=== What you should do ===
Reproduce every line of the following material without any alteration, omitting the pictures from your answer.

[Location identification material]
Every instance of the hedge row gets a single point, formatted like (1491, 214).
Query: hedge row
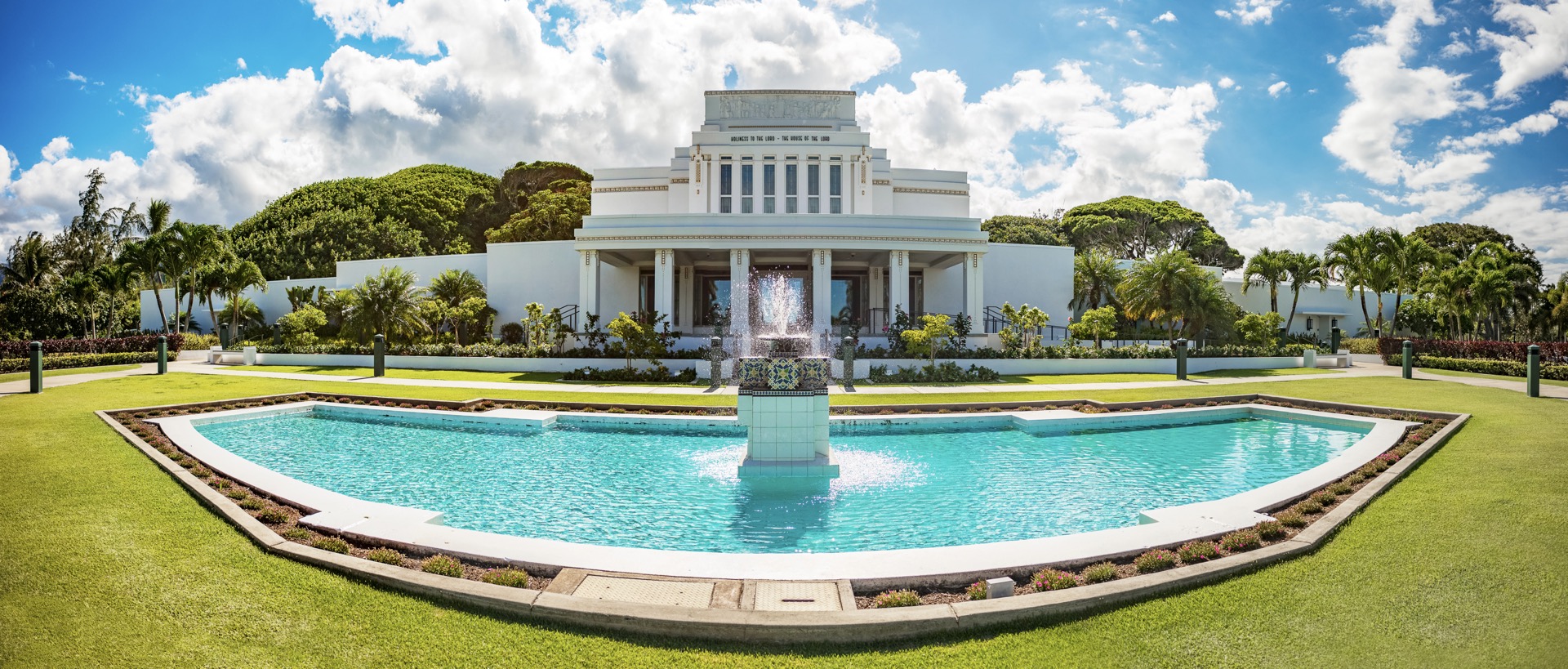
(138, 344)
(80, 359)
(1490, 367)
(1518, 351)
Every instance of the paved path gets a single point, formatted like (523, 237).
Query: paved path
(18, 387)
(206, 368)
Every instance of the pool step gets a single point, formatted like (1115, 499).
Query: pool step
(706, 592)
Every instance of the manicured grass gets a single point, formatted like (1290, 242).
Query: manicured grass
(74, 370)
(1520, 380)
(110, 563)
(436, 375)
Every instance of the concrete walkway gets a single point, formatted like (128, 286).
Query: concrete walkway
(206, 368)
(20, 387)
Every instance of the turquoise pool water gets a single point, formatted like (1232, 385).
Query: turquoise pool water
(676, 488)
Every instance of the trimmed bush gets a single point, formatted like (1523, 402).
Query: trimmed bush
(1271, 530)
(272, 515)
(332, 542)
(1099, 573)
(896, 599)
(444, 566)
(1053, 580)
(507, 577)
(1241, 541)
(1156, 560)
(1291, 519)
(385, 555)
(1196, 552)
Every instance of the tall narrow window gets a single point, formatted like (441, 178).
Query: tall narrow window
(813, 189)
(725, 185)
(835, 189)
(791, 187)
(768, 187)
(745, 189)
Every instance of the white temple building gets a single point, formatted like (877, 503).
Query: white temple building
(777, 182)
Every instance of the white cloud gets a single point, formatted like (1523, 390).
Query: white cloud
(1390, 96)
(1252, 11)
(1535, 124)
(56, 149)
(1537, 49)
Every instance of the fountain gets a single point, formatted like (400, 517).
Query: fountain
(783, 392)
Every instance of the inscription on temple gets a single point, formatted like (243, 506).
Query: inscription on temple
(780, 107)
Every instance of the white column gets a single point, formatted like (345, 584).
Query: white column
(588, 284)
(666, 284)
(821, 292)
(687, 295)
(739, 290)
(898, 283)
(974, 290)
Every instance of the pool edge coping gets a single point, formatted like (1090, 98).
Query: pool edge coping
(841, 627)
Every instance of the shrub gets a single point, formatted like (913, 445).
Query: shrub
(507, 577)
(1271, 530)
(272, 515)
(1196, 552)
(1291, 519)
(332, 542)
(1156, 560)
(1099, 573)
(444, 566)
(1241, 541)
(896, 599)
(1053, 580)
(385, 555)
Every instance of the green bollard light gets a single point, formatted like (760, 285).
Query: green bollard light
(381, 355)
(163, 355)
(35, 367)
(1532, 375)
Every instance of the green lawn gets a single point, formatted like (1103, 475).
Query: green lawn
(74, 370)
(1520, 380)
(109, 563)
(436, 375)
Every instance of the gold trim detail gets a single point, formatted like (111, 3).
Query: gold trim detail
(930, 191)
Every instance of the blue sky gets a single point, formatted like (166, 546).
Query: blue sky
(1286, 123)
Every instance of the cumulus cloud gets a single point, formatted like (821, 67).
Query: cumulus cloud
(1537, 49)
(1250, 11)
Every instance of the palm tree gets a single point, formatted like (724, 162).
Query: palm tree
(1267, 268)
(1155, 287)
(452, 288)
(1095, 279)
(1303, 270)
(237, 278)
(386, 303)
(148, 256)
(118, 281)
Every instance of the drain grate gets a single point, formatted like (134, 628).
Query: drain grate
(799, 595)
(647, 591)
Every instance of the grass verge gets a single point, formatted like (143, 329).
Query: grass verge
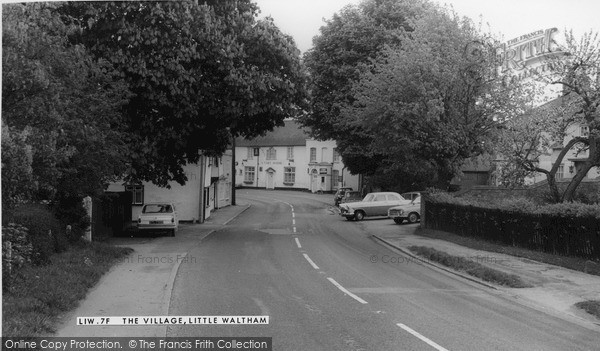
(574, 263)
(470, 267)
(592, 307)
(39, 294)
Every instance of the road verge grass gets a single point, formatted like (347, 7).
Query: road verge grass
(39, 294)
(592, 307)
(574, 263)
(470, 267)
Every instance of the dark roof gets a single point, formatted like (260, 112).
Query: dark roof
(291, 134)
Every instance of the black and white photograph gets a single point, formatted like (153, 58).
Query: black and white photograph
(352, 175)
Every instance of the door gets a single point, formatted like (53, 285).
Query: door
(314, 181)
(270, 180)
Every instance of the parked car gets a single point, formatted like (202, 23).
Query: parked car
(374, 204)
(158, 217)
(351, 196)
(339, 195)
(410, 212)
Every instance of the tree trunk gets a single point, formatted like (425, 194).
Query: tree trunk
(569, 193)
(553, 187)
(593, 160)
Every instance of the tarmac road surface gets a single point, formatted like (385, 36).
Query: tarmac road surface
(326, 284)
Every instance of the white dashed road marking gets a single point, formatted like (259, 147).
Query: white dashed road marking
(426, 340)
(345, 291)
(311, 262)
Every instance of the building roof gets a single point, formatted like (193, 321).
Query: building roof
(291, 134)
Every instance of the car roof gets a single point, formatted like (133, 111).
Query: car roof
(384, 193)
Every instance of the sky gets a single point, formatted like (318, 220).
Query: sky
(508, 19)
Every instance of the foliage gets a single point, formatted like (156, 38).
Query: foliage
(347, 42)
(528, 139)
(60, 104)
(521, 205)
(70, 212)
(471, 267)
(45, 232)
(39, 295)
(16, 250)
(560, 229)
(199, 73)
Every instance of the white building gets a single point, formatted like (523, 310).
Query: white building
(287, 158)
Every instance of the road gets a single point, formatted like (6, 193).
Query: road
(326, 284)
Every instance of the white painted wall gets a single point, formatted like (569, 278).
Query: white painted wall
(186, 198)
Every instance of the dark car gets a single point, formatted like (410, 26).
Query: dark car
(352, 196)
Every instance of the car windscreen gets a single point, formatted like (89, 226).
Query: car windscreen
(158, 209)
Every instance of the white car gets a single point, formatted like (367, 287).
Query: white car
(410, 212)
(373, 204)
(159, 217)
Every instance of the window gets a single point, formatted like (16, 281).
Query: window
(336, 155)
(335, 177)
(379, 197)
(289, 175)
(137, 194)
(271, 154)
(249, 174)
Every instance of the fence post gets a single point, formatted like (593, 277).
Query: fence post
(87, 204)
(424, 197)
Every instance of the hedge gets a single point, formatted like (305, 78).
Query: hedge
(564, 229)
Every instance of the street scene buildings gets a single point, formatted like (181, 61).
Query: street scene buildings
(189, 175)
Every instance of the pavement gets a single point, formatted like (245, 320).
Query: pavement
(555, 289)
(141, 284)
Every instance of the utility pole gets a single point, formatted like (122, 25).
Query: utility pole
(233, 170)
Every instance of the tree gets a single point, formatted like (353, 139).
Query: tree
(529, 138)
(347, 42)
(428, 100)
(59, 105)
(200, 74)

=== Written answer ===
Every instance of the hedge row gets a single point, formatted like (1491, 214).
Query: hedge row
(138, 344)
(80, 359)
(1490, 367)
(1518, 351)
Every instance of the paved path gets a single point, formatted like (523, 237).
Query: paved path
(18, 387)
(206, 368)
Every instance of the pool step gets a single point, formatted like (1115, 499).
Query: pool step
(706, 592)
Every instance of the manicured grass gets a single point, formatted like (1290, 242).
Query: manicured grass
(74, 370)
(1520, 380)
(110, 563)
(436, 375)
Every instance of the concrete walkway gets a single point, formatted like (128, 286).
Query: concrete walkway
(206, 368)
(20, 387)
Every instance of the turquoise pool water gets a single point, formatted like (1232, 385).
Query: turquoise pool water
(676, 488)
Every instance of the trimmed bush gets a single point, formatted like (1523, 402).
Query: trimmed bush
(1271, 530)
(272, 515)
(332, 542)
(1099, 573)
(896, 599)
(444, 566)
(1053, 580)
(507, 577)
(1241, 541)
(1156, 560)
(1291, 519)
(385, 555)
(1196, 552)
Every instance of the tall narrow window gets a single point, formatted like (441, 178).
Query: tall narrow window
(813, 189)
(725, 185)
(835, 189)
(791, 187)
(768, 187)
(745, 189)
Every instance of the white temple building gets a single point, formatted like (877, 503).
Query: white temple building
(777, 182)
Every instance of the white cloud gets a single point, formatted like (1523, 390).
Query: white cloud
(1390, 96)
(1252, 11)
(1535, 124)
(56, 149)
(1537, 49)
Every instance of the fountain gets a single point, formatted like (400, 517).
Query: fountain
(783, 392)
Every instance of the inscription on temple gets a single point, formatted like (243, 506).
Query: inscription on temple
(780, 107)
Every instance of the white column gets a single point, formatted like (345, 584).
Query: white column
(588, 284)
(666, 284)
(821, 292)
(687, 295)
(739, 290)
(898, 283)
(974, 290)
Every instance of the pool edge coping gets a single point, formatted like (1090, 98).
Query: pool edge coping
(841, 627)
Every instance of the shrub gets a single point, formatted like (913, 445).
Query: shrub
(507, 577)
(1271, 530)
(272, 515)
(1196, 552)
(1291, 519)
(332, 542)
(1156, 560)
(1099, 573)
(444, 566)
(1241, 541)
(896, 599)
(1053, 580)
(385, 555)
Every instance of the green bollard light gets a single point, formatted like (760, 285).
Query: green bollard light
(381, 355)
(163, 355)
(35, 367)
(1532, 375)
Every instance of the green lawn gets a single point, formatted like (1103, 475).
Query: green lawn
(74, 370)
(1520, 380)
(109, 563)
(436, 375)
Every instance of the gold trim detail gets a single point, formatted like (111, 3).
Query: gold trim detail
(930, 191)
Every instance of the blue sky gets a single point, formatted like (166, 546).
Query: blue sky
(1286, 123)
Every instance of the cumulus cloud gets a single point, formatted like (821, 67).
Query: cumulus cloud
(1537, 49)
(1250, 11)
Every instance of the palm tree gets a single point, formatted like (724, 162).
Query: palm tree
(1267, 268)
(1155, 287)
(452, 288)
(1095, 279)
(1303, 270)
(237, 278)
(386, 303)
(148, 256)
(118, 281)
Every instance of the drain grate gets a single point, formatted like (134, 628).
Query: drain grate
(799, 595)
(647, 591)
Every instance of the grass verge gets a single point, formatted like (143, 329).
Query: grass verge
(574, 263)
(470, 267)
(592, 307)
(39, 294)
Every instance of the road verge grass gets a single point, formatted like (347, 7).
Query: road verge grass
(39, 294)
(592, 307)
(574, 263)
(470, 267)
Every instance of the dark roof gets a single point, formatted like (260, 112).
Query: dark roof
(291, 134)
Every instance of the black and white photograph gets a single point, formatted like (153, 58).
Query: black and white photograph
(352, 175)
Every instance of the door gets a single point, formatted like (53, 285).
Query: door
(314, 181)
(270, 180)
Every instance of the parked car gets a single point, formatted like (202, 23).
Query: parked car
(374, 204)
(158, 217)
(351, 196)
(339, 195)
(410, 212)
Every instance of the tree trunk gets a single point, formatted like (425, 194).
Query: tree trunk
(569, 193)
(553, 187)
(593, 160)
Every instance of the tarmac road surface gets a single point, formatted like (385, 36).
Query: tarmac road surface
(326, 284)
Every instance of the white dashed road marking gets a single point, formatted like (259, 147).
Query: white dashed road marking
(426, 340)
(345, 291)
(311, 262)
Every instance of the building roof gets a single point, formatted like (193, 321).
Query: building roof
(291, 134)
Every instance of the car roof gets a single point, formatted like (133, 111).
Query: car roof
(384, 193)
Every instance of the sky gets a single point, formatted like (318, 220).
Query: sky
(508, 19)
Every instance of the foliage gets a single point, formatted like (156, 38).
Query: foliage
(347, 42)
(528, 139)
(60, 104)
(521, 205)
(70, 212)
(471, 267)
(45, 232)
(39, 295)
(16, 250)
(560, 229)
(199, 73)
Every instance of the white building gets a single point, formatted like (523, 310).
Query: white building
(287, 158)
Every instance of the road gets a single point, formatted like (6, 193).
Query: road
(326, 284)
Every instance of the white painted wall gets a single point, formatted like (569, 278).
Query: white painted wall
(186, 198)
Every instance of the dark car gets a single point, formatted like (410, 26).
Query: dark car
(352, 196)
Every instance of the car windscreen gets a single point, formatted like (89, 226).
Query: car windscreen
(158, 209)
Every instance of the white car gets a single point, formatted like (367, 287).
Query: white car
(410, 212)
(373, 204)
(159, 217)
Every instance of the window gets a single point, formatted like (16, 281).
Query: window
(336, 155)
(335, 177)
(379, 197)
(289, 175)
(137, 194)
(271, 154)
(249, 174)
Every instance of the fence post gets a single point, formatted like (593, 277).
Query: fence post
(87, 204)
(424, 197)
Every instance of the hedge gets a single point, formatted like (305, 78).
Query: hedge
(564, 229)
Every instance of the street scene buildings gets a single point, formatted like (181, 61).
Query: street scene buildings
(189, 175)
Every instance of the pavement gets a single point, formatted like (245, 320).
Query: pavement
(555, 289)
(141, 284)
Every instance of the utility pole gets a single point, formatted like (122, 25).
Query: utility pole
(233, 170)
Every instance of the tree gets a single point, formatted like (353, 139).
Query: tree
(529, 138)
(347, 42)
(428, 100)
(59, 105)
(200, 74)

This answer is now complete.